> Exercise set
1 - Using the passage on health care, answer the following:
(a) How much does a well-paid doctor in England make in a year?
(b) Who wrote the recent MSNBC article mentioned in the passage?
(c) Which countries does the passage name as places where the question "Can I afford to go to the doctor?" never pops up?
2 - Reproduce the stretch of the passage on health care from "Though the national" through "attendance outweighs convenience.".
3 - Extend the passage on health care with what comes after its final sentence.

> Provided text
Imagine the United States as a person, always staring down at their feet instead of looking up. A little advice, U.S.: there's a big pulsing world out there, and sometimes, those other countries get things right.
I did some checking, trying to find a successful health care system somewhere in the world based primarily on privatization. I found nothing. Countries with the most coverage, lowest costs and highest patient satisfaction rely on nationalization.
England, for instance, is almost entirely nationalized, funding its health care system through taxes and government subsidies. The program also saves money through lower administration costs and lower salaries. A well-paid doctor in England will make about $100,000 to $150,000 a year compared to triple the income for the same doctor in America.
Imagine feeling a pain in your stomach or suffering a sports injury without the always-agonizing internal argument: "Can I afford to go to the doctor?" In England, France, Germany, Taiwan and many other industrialized countries, this question never pops up.
Though the national systems above are good, they are not perfect. As Brinley Bruton writes in a recent MSNBC article, some of the care in British hospitals
is lacking because hospitals are understaffed and overpopulated. But in the end, Bruton's needs were taken care of; attendance outweighs convenience.

Data extracted from a collection:
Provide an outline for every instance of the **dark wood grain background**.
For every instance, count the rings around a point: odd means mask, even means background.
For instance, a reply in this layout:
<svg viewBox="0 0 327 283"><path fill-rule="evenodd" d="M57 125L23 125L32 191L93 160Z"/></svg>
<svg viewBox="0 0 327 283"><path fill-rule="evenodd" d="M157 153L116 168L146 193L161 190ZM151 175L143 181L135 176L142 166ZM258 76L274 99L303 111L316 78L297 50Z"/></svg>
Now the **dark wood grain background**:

...

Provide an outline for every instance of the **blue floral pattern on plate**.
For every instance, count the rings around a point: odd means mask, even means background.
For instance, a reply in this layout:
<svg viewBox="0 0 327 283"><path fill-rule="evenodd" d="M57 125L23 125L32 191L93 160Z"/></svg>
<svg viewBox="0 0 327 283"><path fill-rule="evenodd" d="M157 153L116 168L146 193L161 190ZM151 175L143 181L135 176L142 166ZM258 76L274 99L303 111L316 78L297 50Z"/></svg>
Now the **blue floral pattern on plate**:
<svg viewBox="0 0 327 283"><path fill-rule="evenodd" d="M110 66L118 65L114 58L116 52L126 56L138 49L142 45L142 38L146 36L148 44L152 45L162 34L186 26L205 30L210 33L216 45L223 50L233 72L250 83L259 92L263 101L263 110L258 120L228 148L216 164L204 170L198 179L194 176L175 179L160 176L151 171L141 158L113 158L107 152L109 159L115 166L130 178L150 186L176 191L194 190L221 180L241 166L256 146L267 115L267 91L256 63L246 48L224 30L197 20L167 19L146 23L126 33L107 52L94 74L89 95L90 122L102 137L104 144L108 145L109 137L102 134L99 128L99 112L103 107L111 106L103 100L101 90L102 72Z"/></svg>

> Responses to the tasks
1 -
(a) About $100,000 to $150,000 a year.
(b) Brinley Bruton.
(c) England, France, Germany and Taiwan.

2 -
Though the national systems above are good, they are not perfect. As Brinley Bruton writes in a recent MSNBC article, some of the care in British hospitals
is lacking because hospitals are understaffed and overpopulated. But in the end, Bruton's needs were taken care of; attendance outweighs convenience.

3 -
If you want luxury, pampering from doctors and nurses, you're going to have to pay for it. But something you'll never ever have to deal with in any of the countries mentioned is bankruptcy due to medical costs. If you stopped a person on the street in London or Paris and talked with them about medicallyinduced bankruptcy, they'd laugh or stare at you as if you were a nut.
According to a 2005 Washington Post article, "every 30 seconds in the United States, someone files for bankruptcy in the aftermath of a serious health problem."
Medical bankruptcy for Americans is absolutely possible, while to the French and British and many other nations it is absolutely absurd. To offer some perspective, a year ago in France there was a public outcry over the notion of adding a non-reimbursable .5 Euro (approximately $1 U.S.) fee to drug packets and non-traditional forms of therapy. One dollar? We would love this kind of problem.
Barack Obama proposes a nationalized system that would coexist with the private market to cover the large number of Americans unable to afford health care. Over time, if this national plan is successful, the majority of Americans would probably climb aboard the socialized health care train, while those able to pay for "luxury" health care (no waiting lists and ample pampering) would still make use of the private systems, as is the case in countries like England and Germany.
While Obama looks up occasionally from his feet, John McCain and his party don't seem able to move their necks.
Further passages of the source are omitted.